Given data
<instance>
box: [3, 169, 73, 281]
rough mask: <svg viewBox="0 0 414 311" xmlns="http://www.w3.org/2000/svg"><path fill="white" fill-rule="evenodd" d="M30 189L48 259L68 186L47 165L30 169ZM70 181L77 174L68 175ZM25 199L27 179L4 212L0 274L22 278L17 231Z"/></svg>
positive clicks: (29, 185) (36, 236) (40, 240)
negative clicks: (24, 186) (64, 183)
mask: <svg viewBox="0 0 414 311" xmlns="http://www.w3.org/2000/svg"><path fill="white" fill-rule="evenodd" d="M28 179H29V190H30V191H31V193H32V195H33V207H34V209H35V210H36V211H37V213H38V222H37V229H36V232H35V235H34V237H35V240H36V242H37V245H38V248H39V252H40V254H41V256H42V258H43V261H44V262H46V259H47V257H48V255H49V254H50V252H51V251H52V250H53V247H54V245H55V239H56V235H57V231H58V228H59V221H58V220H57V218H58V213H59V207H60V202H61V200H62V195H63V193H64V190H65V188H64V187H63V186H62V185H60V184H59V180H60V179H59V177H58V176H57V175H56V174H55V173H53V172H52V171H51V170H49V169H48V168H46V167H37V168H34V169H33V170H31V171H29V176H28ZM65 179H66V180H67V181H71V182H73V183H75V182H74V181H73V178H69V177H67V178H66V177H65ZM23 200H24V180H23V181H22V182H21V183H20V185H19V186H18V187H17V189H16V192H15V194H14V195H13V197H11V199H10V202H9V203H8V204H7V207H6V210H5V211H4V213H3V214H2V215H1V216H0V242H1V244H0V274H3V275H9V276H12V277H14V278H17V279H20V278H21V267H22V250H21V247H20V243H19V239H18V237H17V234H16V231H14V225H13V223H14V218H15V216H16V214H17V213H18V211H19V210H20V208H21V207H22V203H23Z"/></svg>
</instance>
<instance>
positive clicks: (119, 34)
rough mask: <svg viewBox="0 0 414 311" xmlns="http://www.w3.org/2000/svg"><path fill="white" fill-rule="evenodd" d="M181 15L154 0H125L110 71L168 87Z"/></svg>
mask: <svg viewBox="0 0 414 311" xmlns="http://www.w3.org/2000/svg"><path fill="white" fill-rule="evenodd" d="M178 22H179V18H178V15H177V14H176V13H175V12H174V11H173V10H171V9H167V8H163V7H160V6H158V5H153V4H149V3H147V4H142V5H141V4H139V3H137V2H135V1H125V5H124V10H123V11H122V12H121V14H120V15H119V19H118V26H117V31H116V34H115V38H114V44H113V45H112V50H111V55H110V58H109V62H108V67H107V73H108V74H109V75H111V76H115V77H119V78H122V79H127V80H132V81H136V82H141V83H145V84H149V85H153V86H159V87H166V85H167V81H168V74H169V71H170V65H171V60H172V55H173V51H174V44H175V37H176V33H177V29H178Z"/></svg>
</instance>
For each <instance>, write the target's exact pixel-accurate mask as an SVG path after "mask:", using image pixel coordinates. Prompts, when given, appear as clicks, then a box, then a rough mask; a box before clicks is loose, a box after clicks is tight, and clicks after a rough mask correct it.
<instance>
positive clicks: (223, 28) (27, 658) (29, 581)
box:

Exercise instructions
Return, in full, every line of these entries that holds "positive".

Solution to the exercise
positive clicks: (29, 185) (36, 236) (40, 240)
positive clicks: (119, 34)
positive clicks: (223, 28) (27, 658) (29, 581)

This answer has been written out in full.